• Aim of the task: Give the number of lines in the entries that contain "sweater". State only the count.

• Extracted entries:
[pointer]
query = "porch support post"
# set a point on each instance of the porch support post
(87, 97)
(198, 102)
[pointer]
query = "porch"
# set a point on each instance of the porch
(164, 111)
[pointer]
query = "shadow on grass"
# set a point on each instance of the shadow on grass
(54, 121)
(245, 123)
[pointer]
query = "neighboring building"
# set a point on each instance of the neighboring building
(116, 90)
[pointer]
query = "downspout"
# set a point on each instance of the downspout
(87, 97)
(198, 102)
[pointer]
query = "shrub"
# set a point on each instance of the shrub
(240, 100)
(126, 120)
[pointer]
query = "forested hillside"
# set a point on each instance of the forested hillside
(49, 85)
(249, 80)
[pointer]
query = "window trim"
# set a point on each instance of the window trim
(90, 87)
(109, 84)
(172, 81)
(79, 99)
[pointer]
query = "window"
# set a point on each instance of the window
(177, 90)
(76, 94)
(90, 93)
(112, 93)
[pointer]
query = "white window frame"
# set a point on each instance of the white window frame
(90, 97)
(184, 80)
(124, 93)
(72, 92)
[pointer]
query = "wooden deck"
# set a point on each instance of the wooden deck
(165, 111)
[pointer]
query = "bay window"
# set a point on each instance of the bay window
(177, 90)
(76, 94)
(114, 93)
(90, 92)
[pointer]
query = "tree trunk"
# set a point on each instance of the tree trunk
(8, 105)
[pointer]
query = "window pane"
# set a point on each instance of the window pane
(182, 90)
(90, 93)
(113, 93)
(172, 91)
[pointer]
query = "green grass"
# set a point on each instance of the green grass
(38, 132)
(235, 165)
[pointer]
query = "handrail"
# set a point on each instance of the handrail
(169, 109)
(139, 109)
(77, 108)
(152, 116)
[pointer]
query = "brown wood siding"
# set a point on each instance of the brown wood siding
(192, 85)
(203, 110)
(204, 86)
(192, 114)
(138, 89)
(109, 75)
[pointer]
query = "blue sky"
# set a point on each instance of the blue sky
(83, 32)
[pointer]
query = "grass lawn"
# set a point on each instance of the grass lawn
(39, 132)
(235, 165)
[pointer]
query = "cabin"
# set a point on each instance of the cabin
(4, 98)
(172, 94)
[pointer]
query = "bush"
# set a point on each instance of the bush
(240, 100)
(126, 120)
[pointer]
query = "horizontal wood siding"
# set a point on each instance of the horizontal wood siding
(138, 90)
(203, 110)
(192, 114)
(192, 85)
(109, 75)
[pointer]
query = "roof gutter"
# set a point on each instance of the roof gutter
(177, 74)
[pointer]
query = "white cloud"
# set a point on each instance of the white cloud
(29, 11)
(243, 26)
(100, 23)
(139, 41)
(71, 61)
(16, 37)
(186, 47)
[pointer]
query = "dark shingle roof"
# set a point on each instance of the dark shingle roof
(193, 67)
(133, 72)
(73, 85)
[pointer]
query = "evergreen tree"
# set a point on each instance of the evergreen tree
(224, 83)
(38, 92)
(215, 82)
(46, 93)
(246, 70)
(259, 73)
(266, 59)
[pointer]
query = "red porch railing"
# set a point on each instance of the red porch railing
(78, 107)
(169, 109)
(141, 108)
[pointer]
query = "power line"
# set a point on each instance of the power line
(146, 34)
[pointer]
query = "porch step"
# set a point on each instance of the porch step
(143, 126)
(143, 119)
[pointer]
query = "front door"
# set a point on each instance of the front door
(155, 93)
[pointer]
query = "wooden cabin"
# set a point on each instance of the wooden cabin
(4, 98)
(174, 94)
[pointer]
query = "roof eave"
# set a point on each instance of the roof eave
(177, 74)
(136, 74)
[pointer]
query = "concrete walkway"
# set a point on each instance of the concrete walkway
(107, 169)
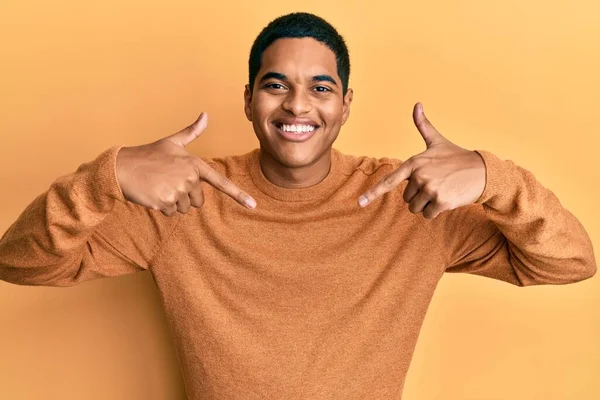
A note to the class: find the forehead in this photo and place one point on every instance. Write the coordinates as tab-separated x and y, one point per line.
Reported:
299	58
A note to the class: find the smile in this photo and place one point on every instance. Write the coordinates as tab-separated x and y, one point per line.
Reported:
296	132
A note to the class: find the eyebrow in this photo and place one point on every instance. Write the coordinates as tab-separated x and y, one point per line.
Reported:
283	77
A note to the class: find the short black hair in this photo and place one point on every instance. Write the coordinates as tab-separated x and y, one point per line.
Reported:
300	25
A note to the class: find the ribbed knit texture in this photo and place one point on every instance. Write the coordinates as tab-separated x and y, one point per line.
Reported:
308	296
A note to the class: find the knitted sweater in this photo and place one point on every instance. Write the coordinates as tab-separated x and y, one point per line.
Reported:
308	296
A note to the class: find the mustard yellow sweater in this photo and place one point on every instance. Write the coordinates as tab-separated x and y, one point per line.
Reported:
308	296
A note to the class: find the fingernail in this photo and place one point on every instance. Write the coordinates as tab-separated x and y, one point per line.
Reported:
363	201
250	202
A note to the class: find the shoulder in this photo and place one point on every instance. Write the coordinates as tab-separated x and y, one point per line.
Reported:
366	165
238	164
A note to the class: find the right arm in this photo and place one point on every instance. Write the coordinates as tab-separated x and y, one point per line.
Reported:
81	228
112	215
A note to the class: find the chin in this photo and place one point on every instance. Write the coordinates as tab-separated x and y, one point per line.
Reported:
294	159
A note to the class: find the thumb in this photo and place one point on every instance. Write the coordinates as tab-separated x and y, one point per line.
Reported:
428	132
189	134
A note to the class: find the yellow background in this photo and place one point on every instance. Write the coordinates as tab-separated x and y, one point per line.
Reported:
518	78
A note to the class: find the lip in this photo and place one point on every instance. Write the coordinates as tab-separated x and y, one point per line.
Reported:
295	137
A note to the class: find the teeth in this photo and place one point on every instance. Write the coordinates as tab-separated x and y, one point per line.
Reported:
297	128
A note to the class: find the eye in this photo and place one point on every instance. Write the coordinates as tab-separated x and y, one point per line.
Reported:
322	89
275	86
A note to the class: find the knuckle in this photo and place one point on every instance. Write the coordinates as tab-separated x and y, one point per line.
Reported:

• Task response: 2